Task directions – Everything in the data should be repeated exactly, save for the images.

Content starts

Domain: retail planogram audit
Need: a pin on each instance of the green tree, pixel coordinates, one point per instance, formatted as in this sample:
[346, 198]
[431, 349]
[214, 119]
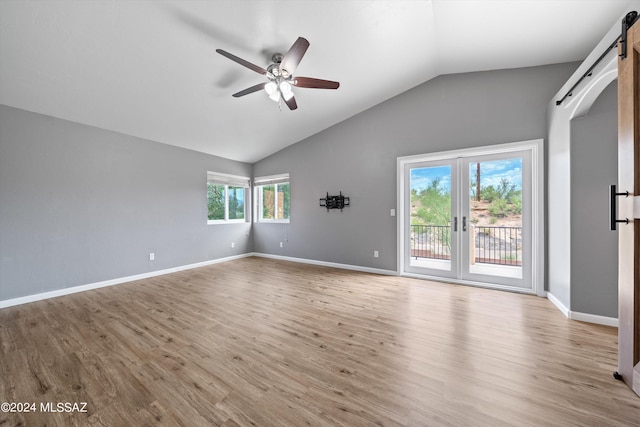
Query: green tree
[215, 201]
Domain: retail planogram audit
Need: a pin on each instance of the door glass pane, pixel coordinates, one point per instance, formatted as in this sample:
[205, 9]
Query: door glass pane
[495, 217]
[430, 236]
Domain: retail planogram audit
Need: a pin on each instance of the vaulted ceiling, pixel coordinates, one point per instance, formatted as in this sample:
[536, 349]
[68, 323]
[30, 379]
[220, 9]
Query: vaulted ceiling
[150, 68]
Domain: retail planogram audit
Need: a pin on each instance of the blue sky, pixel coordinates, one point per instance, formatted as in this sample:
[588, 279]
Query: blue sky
[491, 174]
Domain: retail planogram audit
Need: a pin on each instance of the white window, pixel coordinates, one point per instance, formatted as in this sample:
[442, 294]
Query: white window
[274, 198]
[227, 198]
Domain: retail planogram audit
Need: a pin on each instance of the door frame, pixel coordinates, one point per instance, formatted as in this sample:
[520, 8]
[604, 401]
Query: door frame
[536, 146]
[629, 233]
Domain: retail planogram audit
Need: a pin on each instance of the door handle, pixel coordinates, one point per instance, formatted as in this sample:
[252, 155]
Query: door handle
[613, 205]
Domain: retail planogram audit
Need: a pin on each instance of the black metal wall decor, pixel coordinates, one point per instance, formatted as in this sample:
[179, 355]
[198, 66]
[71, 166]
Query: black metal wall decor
[334, 202]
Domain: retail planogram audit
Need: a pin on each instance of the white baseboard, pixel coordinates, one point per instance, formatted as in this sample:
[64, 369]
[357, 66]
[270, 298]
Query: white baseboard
[593, 318]
[90, 286]
[574, 315]
[555, 301]
[329, 264]
[582, 317]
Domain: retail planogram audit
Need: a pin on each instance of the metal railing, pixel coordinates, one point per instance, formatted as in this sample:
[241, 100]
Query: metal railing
[498, 245]
[431, 241]
[491, 244]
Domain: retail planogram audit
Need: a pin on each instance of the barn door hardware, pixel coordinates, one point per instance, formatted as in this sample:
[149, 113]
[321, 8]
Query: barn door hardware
[334, 202]
[613, 214]
[627, 22]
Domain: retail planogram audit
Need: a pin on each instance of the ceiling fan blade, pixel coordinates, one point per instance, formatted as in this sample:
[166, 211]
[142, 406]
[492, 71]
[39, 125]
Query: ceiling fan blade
[241, 61]
[291, 102]
[314, 83]
[294, 56]
[249, 90]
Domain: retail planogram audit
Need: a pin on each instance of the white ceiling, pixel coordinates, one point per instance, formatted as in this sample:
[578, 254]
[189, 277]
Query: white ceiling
[149, 68]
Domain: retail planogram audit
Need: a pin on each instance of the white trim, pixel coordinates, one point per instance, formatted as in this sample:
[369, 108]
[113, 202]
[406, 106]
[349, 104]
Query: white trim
[328, 264]
[555, 301]
[271, 179]
[97, 285]
[593, 318]
[536, 146]
[582, 317]
[228, 179]
[573, 315]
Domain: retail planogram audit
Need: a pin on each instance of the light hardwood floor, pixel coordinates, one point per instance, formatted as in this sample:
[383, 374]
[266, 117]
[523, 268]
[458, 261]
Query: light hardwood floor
[270, 343]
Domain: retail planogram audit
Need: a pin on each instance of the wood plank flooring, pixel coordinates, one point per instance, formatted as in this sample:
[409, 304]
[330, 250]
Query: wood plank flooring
[260, 342]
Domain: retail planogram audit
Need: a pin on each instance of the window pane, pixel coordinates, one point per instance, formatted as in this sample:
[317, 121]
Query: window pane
[283, 200]
[268, 201]
[236, 202]
[215, 201]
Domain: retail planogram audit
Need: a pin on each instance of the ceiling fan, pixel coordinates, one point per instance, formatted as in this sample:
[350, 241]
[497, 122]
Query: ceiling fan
[280, 75]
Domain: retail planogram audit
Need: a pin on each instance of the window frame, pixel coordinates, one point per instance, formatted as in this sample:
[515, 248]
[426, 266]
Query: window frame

Content ends

Task result –
Domain: retail planogram audit
Need: a pin on each instance of the green tree, pixel coordinates, one point per instance, formatted as in this sample:
[346, 198]
[431, 349]
[214, 119]
Query: green tree
[215, 201]
Domain: retail planogram audit
Need: a pin on each instance of the door glass pane, pixel coordinates, one point per instance, formatted as in this sample:
[205, 9]
Query: door glass pane
[495, 217]
[430, 236]
Domain: retail planogram audit
Need: a pin on each instance of the vaulted ceiling, pixel coordinates, one point per instance, formatted as in this sample:
[536, 349]
[68, 323]
[30, 379]
[220, 9]
Query: vaulted ceiling
[150, 68]
Domain: retail planogram audit
Need: a pin on each instance of the blue sky, pixel coordinates, one point per instance, formatted as in this sample:
[588, 279]
Query: blue sky
[491, 174]
Domain: retail planogram audit
Need: a pin on each instance of the white window, pixel coordinates, one point per instance, formatted as in this sample:
[442, 294]
Query: white window
[274, 198]
[227, 198]
Domain: retail planogram audit
Need: a pin on each instance of the door frame, pixel coordinates, one point per instance, formatted as in this sample:
[520, 8]
[604, 401]
Query: door frame
[536, 146]
[629, 233]
Domain: retail planogram audit
Need: a pin on each instance of the door handle, pixel coordinates, one point per instance, formatted as in this sample:
[252, 155]
Query: door handle
[613, 205]
Domain: retail planogram audit
Need: a pin on each instance of the black metal wall decor, pixel coordinates, one point per instance, formatted as in this sample:
[179, 355]
[198, 66]
[71, 166]
Query: black metal wall decor
[334, 202]
Domain: retail planogram audit
Need: a pin on each instance of the white baseboard, pixel coordinates, one point per instance, formatted as in this sample:
[64, 369]
[357, 66]
[270, 298]
Query: white baseboard
[593, 318]
[90, 286]
[574, 315]
[555, 301]
[329, 264]
[582, 317]
Domain: retail planogram audit
Need: a pin on each instance of the metal railing, pixel coordinates, one point per instance, formatted as in this sample:
[241, 100]
Query: metal railing
[498, 245]
[431, 241]
[491, 244]
Domain: retail planogram audit
Need: a pin on each instance of the barn door hardware, pixel coordinates, one point per instance, formatted as in this sample:
[149, 113]
[321, 8]
Query: barn door hardware
[334, 202]
[613, 214]
[627, 22]
Domain: retail planogram audit
Need: a pin on each instance of the ceiling fan blade, pixel coordinates, one point per instance, formatted as in this sample:
[166, 211]
[142, 406]
[492, 71]
[39, 125]
Query: ceiling fan blade
[241, 61]
[291, 102]
[314, 83]
[294, 56]
[249, 90]
Domain: retail planogram audit
Need: a pin on each instance of the white ceiling, pixel coordinates, one point per instance, formatted as in this sample:
[578, 254]
[189, 277]
Query: white ceiling
[149, 68]
Domain: retail planogram audit
Need: a pin on each instance of the white trim, pixel coordinates, one point per instance, formatted as in this sample:
[369, 108]
[113, 202]
[406, 106]
[349, 104]
Query: white trim
[328, 264]
[555, 301]
[271, 179]
[97, 285]
[593, 318]
[536, 146]
[582, 317]
[228, 179]
[573, 315]
Domain: retail planogram audit
Need: a pin on each instance of the light hardwood floor, pixel coordinates, one point per instance, formatted as in this sample:
[383, 374]
[266, 117]
[523, 268]
[458, 261]
Query: light hardwood floor
[270, 343]
Domain: retail planogram audit
Need: a pin on each instance of the wood plank flooring, pixel coordinates, one point per instance, formatted as in this sample:
[409, 304]
[330, 250]
Query: wood plank flooring
[260, 342]
Domain: retail planogram audit
Need: a pin on each instance of the window pane, pixel coordinates, one point per instance, formatted as in this sample:
[317, 121]
Query: window pane
[283, 200]
[268, 201]
[236, 202]
[215, 201]
Domain: retail planogram audit
Need: a pin on each instance of the ceiling fan, pixel coordinates, one point per instance, formatted as in this sample:
[350, 241]
[497, 122]
Query: ceiling fan
[280, 75]
Domain: retail planogram audit
Need: a pin on each instance of the window frame, pixel coordinates, one point per instance, formatted as in this sample:
[515, 248]
[426, 266]
Query: window frame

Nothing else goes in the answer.